# [Entries provided]
┏━━

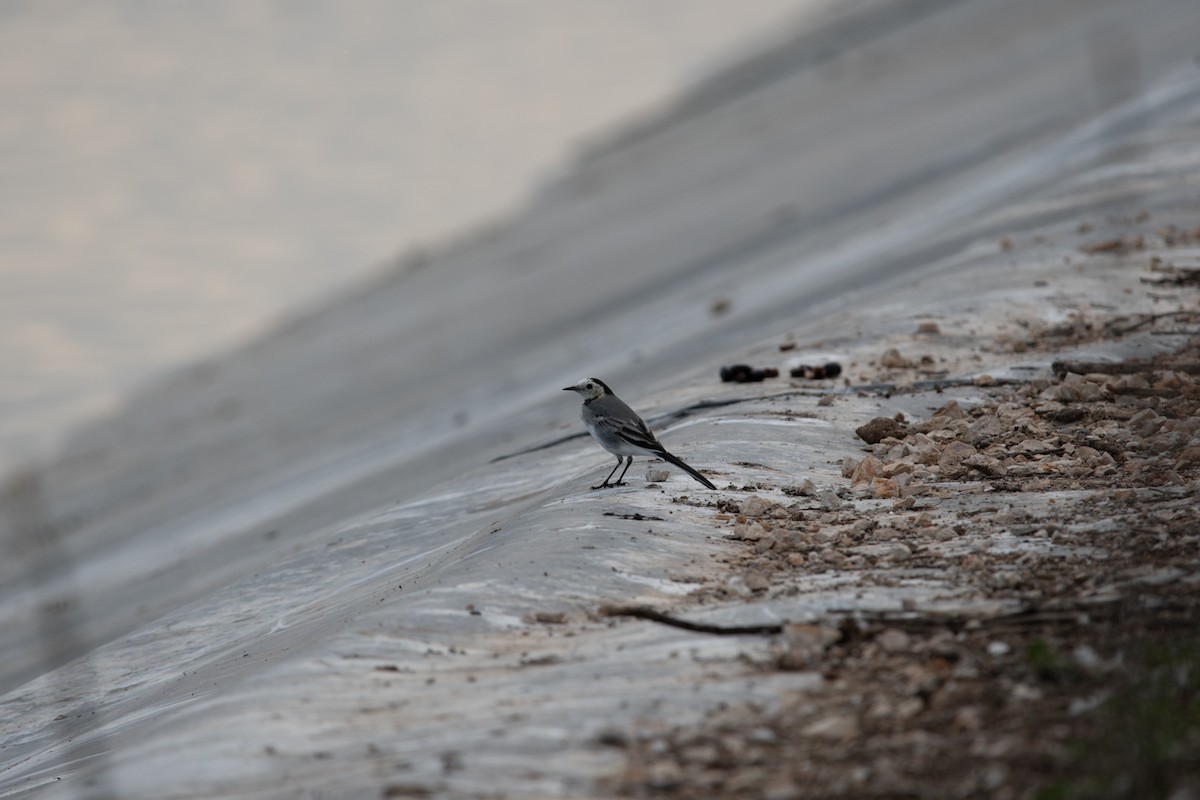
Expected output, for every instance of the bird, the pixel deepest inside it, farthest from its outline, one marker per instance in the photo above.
(617, 428)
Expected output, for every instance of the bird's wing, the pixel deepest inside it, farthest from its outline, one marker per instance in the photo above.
(629, 427)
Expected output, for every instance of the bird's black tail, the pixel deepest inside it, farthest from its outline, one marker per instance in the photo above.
(684, 467)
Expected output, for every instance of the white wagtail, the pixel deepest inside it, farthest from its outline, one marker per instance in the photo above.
(617, 428)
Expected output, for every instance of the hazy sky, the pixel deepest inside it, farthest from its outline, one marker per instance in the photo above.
(175, 174)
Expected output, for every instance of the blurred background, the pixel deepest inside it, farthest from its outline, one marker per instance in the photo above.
(175, 175)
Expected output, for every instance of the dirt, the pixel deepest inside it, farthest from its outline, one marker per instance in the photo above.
(1066, 507)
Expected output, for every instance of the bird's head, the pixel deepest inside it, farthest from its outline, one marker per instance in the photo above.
(589, 389)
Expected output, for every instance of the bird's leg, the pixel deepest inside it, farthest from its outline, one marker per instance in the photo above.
(628, 462)
(606, 483)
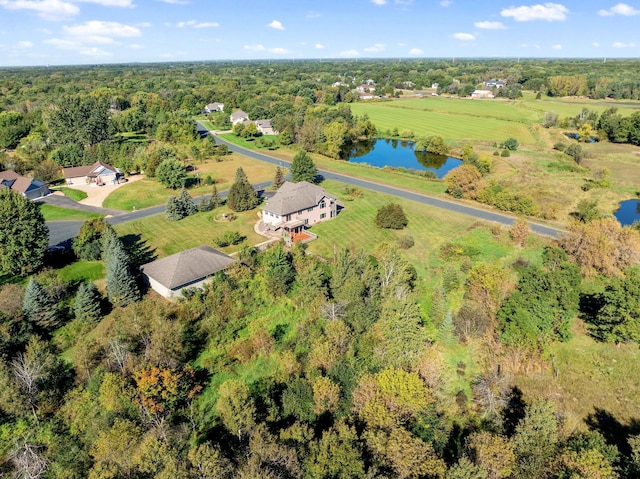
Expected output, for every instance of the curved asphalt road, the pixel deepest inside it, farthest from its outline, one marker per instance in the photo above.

┗━━

Copy out every one of the records above word for word, leaving the pictures out.

# [Answer to the problem]
Expected output, for every instance of the bird, the pixel deepest inside it, farthest from its outline, one marker per instance in the photo above.
(617, 428)
Expected output, for every instance of the bird's wing, the pixel deepest inside it, farthest from its outline, one marker per instance in the photo above.
(629, 427)
Expected output, for every instance of the bird's black tail, the pixel deepest inside it, farthest from its outline, one marker per instance in the photo above.
(684, 467)
Expected output, for every instance of the white wagtail, the pixel deepest inside it, farthest from its outline, one marker per instance in the photo above.
(617, 428)
Expected output, for every instance of the hazy sky, the pixel deepest inside it, farthest from its outline, one marker per instance in the photo above.
(175, 174)
Expected output, for every instance of the blurred background, the pixel deepest inside it, farthest from its outline, one marker per instance in the photo above.
(175, 175)
Expected output, for every instance of the dirt, the pixel deepest inside it, farthest from its outline, one marker per instance in the photo above.
(1066, 507)
Expected output, for every instance of the bird's head, the pixel deepest inside it, farthest from its outline, one marker per instance in the photo above.
(589, 389)
Expected output, for every instance of the bird's leg, the pixel deepest inside it, farthest from its outline, one marker per instance in the photo above.
(628, 462)
(606, 483)
Expected output, for every instance of the curved asphalt road, the pixel deepest inside it, farthest from its outline, one marker per instance in the photo above.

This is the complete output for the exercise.